**TEXT PROVIDED**
SMITH BARNEY TELECOMMUNICATIONS TRUST
(Name of Registrant)

	388 Greenwich Street, New York, New York 10013
(Address of principal executive offices)

Smith Barney Telecommunications Income Fund
Smith Barney Telecommunications Growth Fund

			            Shares of Beneficial Interest $.001 par value
		
(Title of securities with respect to which Notice is filed)

File Nos. 2-86519 and 811-3763

The following information is required pursuant to Rule 24f-2(b) (1):

	(i).	Fiscal year for which Notice is filed:

			January 1, 1994 through December 31, 1994

	(ii)	Number or amount of securities of the same class or series 
which had been 
		registered under the Securities Act of 1933, as amended, other 
than pursuant 
		to Rule 24f-2 but which remained unsold at the beginning of 
such fiscal year:

			Income Fund				Growth Fund
			   None					   None	

	(iii)	Number or amount of securities, if any, registered during such 
fiscal year
		other than pursuant to Rule 24f-2:					

			Income Fund				Growth Fund
			   None					   None

	(iv)	Number and amount of securities sold during such fiscal year*:

			Income Fund				Growth Fund
			  0 shares				9,121,428 Shares
			$0				            $112,753,604.75
____________________________________________________________________
* Excludes shares issued upon reinvestment of dividends.




	(v).	Number and amount of securities sold during such period in 
reliance upon 
		registration pursuant to Rule 24f-2*:

			Income Fund			Growth Fund
			  0 shares			9,121,428 Shares
			$0      (1)			$112,753,604.75	(2)

An opinion of counsel with respect to the legality of the above shares 
accompanies this Notice.

**SHORT TASK**
Extend the Rule 24f-2 notice for the Smith Barney Telecommunications Trust above, starting after its final sentence.

[Dataset rows]
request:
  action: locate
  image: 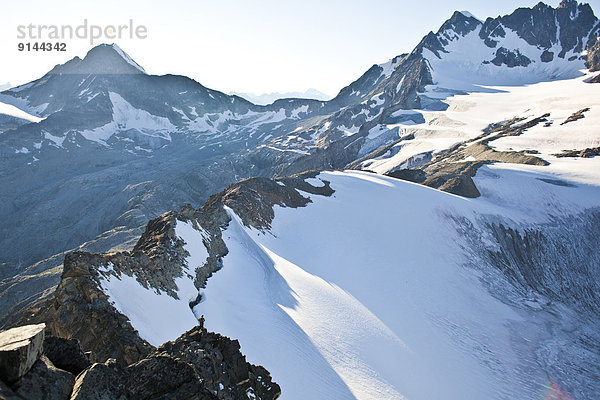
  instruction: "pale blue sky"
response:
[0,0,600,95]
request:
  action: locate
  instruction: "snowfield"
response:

...

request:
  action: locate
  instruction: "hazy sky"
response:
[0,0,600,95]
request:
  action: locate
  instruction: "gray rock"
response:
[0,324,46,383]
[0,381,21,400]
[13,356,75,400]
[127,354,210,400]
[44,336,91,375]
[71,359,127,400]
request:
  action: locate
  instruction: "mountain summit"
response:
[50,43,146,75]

**ANSWER**
DATED:  February 24, 1995



						SMITH BARNEY
						TELECOMMUNICATIONS TRUST



						By/s/ Christina Haage_____________
						    Christina Haage
						     Assistant Treasurer



________________________________________

* Excludes shares issued upon reinvestment of dividends.

	(1)  The actual aggregate sales price for which such securities 
were sold was $0.  During the fiscal year ended December 31, 1994 the 
actual aggregate redemption price of securities of the same class 
redeemed by the Registrant was $4,892,206.  No portion of such aggregate 
redemption price has been applied by the Registrant pursuant to Rule 
243-2(a) in a filing made pursuant to Section 24(e)(1) of the Investment 
Company Act of 1940, as amended.  Pursuant to Rule 24f-2(c), the 
registration fee with respect to the securities sold is calculated as 
follows:  $0 - $4,892,206 = 0 x $.00034483 = $0.00.  Therefore, no fee 
is required.

	(2)  The actual aggregate sales price for which such securities 
were sold was $112,753,604.75.  During the fiscal year ended December 
31, 1994 the actual aggregate redemption price of securities of the same 
class redeemed by the Registrant was $58,942,950.  No portion of such 
aggregate redemption price has been applied by the Registrant pursuant 
to Rule 24e-2(a) in a filing made pursuant to Section 24(e)(1) of the 
Investment Company Act of 1940, as amended.  Pursuant to Rule 24f-2(c), 
the registration fee with respect to the securities sold is calculated 
as follows:  $112,753,604.75 - $58,942,950 = 53,810,654.75 x .00034483 = 
$18,555.53.  




s:/domestic/clients/shearson/funds/att/24f-295.doc













								February 24, 1995



Smith Barney Telecommunications Trust
One Boston Place
Boston, MA  02108

RE:	Rule 24f-2 Notice

Gentlemen:

	In connection with the filing by Smith Barney Telecommunications 
Trust, a Massachusetts business trust (the "Trust"), of a Notice (the 
"Notice") pursuant to Rule 24f-2 under the Investment Company Act of 1940, 
as amended (the "1940 Act"), for the Trust's fiscal year ended December 31, 
1994, you have requested that the undersigned provide the legal opinion 
required by that Rule.

	In accordance with Rule 24f-2, the Trust has registered an indefinite 
number of shares of beneficial interest, $.001 par value per share, under 
the Securities Act of 1933, as amended (the "1933 Act").  The purpose of 
the Notice is to make definite the registration of the following shares of 
the Trust (the "Shares") sold in reliance upon the Rule during the fiscal 
year ended December 31, 1994.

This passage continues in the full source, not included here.